TEXTO DE PARTIDA
==*==
El dolor
He estado en el Hospital Nacional de Parapléjicos de Toledo, danza atonal de sillas y camillas sobre ruedas; asomado al precipicio donde, supuestamente, acaba la vida, contemplé que la historia continúa, tras el punto de inflexión, la biografía se rehace, o quizá comienza gracias a las magulladuras, deja de ser una «biografía de páginas en blanco», se hace humana.
¿Hay algo más humano que el dolor y, sin embargo, hay algo de lo que huyamos más? El dolor, el espectro horrible que nos amenaza permanentemente y ante el que cerramos los ojos, desviamos la mirada, callamos, jugamos a olvidarlo, huimos. Construir la quimera de una sociedad no sufriente. Esa alucinación colectiva en la que moverse como autómatas obligados a la felicidad, a La euforia perpetua (Pascal Bruckner. Editorial Tusquets). La sociedad de la eterna juventud, huyendo de la madurez perseguidos por el paso de los años, una adultez infantilizada, pueril, simple, actuando en el teatro del artificio, de la superficialidad, del fingimiento. El sufrimiento con el que no deben entrar en contacto nuestros hijos, hay que mantenerlos en una burbuja ideal en la que la vida no golpea, sólo acaricia; no llora, sólo sonríe. Tapar los ojos, que la retina adorne la sensación luminosa que percibe y la transforme en un impulso nervioso carente de sentido, que no aporte significado, que no exista.
Pero el dolor, ese desconocido, llega, siempre llega, bien de una forma sutil que se va instalando en nuestras vidas o rasgando de golpe la pantalla en la que creíamos contemplar la película de nuestra vida, brutalmente, sin dejar margen para la respuesta, sólo para la conmoción, el aturdimiento, el silencio, el llanto. ¿Y cómo responder a él si no hemos aprendido a reconocerlo? ¿Y cómo convivir con él si lo hemos ido convirtiendo en una ficción, peter panes escapando del tiempo? Cómo entender que forma parte de nosotros y que sólo con él seremos capaces de rellenar las páginas de nuestra biografía, que nos ofrece la oportunidad de crecer, de ser mejores. Releer nuestra vida, cambiar nuestra mirada, resquebrajar la coraza y hacernos más sensibles, encontrar la fortaleza en sabernos vulnerables. Compañero de existencia del que no podremos desprendernos, pero que no por ello impedirá nuestra felicidad, la tranquila felicidad que no es impuesta sino conquistada, aceptando, paradójicamente, el regalo que el dolor nos hace. Esa felicidad que es acceder a un estado de calma, que no es incompatible con la tristeza, que se dota de un estado de alegría y buen humor que no sobreactúa. El dolor que nos permite descubrir el valor de la ternura, de la sonrisa, de los afectos, de la palabra, del gesto.
==*==
DATOS PROPORCIONADOS
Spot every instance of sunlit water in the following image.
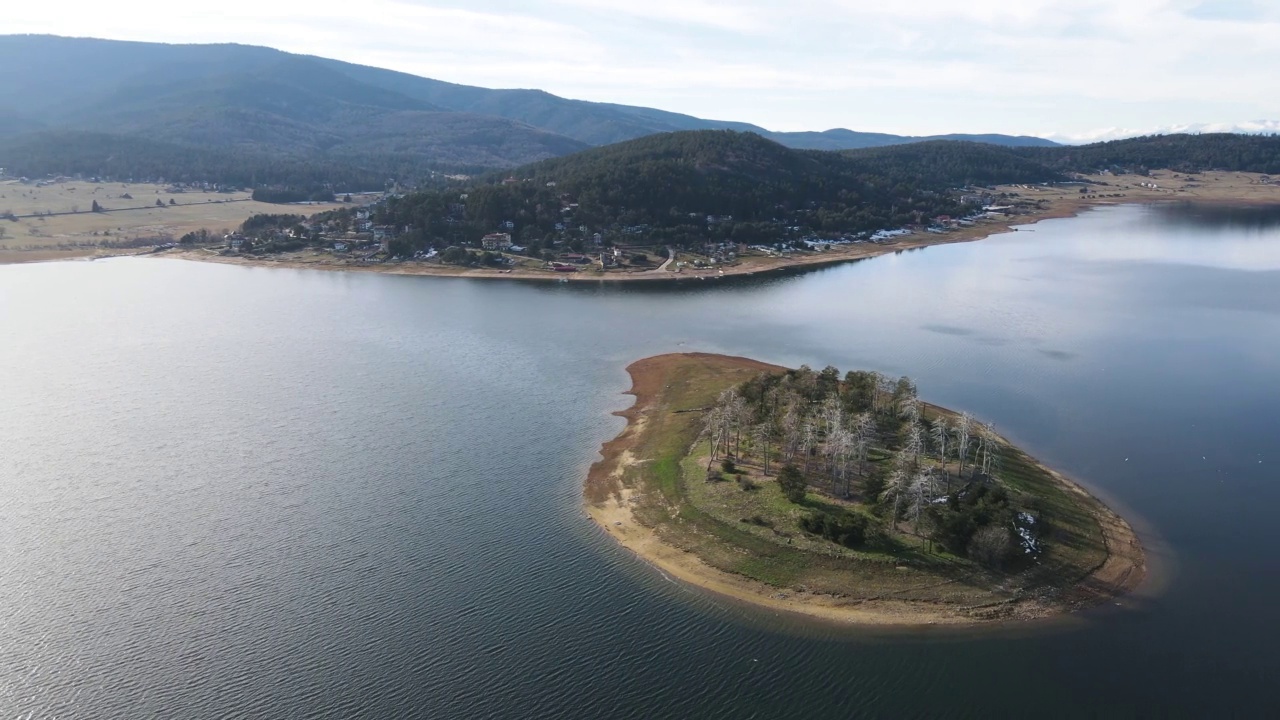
==*==
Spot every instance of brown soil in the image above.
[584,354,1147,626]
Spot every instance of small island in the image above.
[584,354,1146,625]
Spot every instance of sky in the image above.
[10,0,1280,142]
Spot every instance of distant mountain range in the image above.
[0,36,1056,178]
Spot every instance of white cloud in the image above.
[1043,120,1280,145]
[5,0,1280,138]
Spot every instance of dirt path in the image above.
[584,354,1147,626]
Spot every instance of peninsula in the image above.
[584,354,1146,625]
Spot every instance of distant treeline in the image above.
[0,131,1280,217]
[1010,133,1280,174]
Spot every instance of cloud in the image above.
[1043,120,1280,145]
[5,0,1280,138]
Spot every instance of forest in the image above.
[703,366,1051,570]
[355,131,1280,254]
==*==
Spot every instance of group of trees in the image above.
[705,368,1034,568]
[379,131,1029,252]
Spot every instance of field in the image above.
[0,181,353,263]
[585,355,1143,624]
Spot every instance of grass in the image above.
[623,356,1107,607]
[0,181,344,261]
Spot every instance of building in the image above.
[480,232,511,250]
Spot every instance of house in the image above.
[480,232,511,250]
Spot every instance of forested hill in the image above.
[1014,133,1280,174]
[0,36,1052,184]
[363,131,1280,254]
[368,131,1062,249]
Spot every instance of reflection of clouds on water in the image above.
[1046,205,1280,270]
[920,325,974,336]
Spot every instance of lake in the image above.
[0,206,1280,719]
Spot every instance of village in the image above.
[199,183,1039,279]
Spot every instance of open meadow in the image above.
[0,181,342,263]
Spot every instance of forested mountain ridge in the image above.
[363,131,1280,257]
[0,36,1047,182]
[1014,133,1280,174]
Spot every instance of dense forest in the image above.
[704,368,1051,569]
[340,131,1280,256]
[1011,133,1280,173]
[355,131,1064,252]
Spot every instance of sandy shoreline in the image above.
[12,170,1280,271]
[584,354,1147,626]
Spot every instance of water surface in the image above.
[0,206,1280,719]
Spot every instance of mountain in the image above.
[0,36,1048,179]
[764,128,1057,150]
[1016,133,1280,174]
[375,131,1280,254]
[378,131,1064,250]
==*==
INSTRUCCIONES A SEGUIR
Responde a estas preguntas sobre el texto sobre el dolor:
1. ¿Qué hospital se nombra en la primera frase?
2. ¿Qué editorial aparece citada junto a «La euforia perpetua»?
3. ¿Con qué estado de ánimo no es incompatible la felicidad descrita al final?
Para responder, básate únicamente en el texto sobre el dolor.

RESPUESTA ESCRITA
1. El Hospital Nacional de Parapléjicos de Toledo.
2. La Editorial Tusquets.
3. Con la tristeza.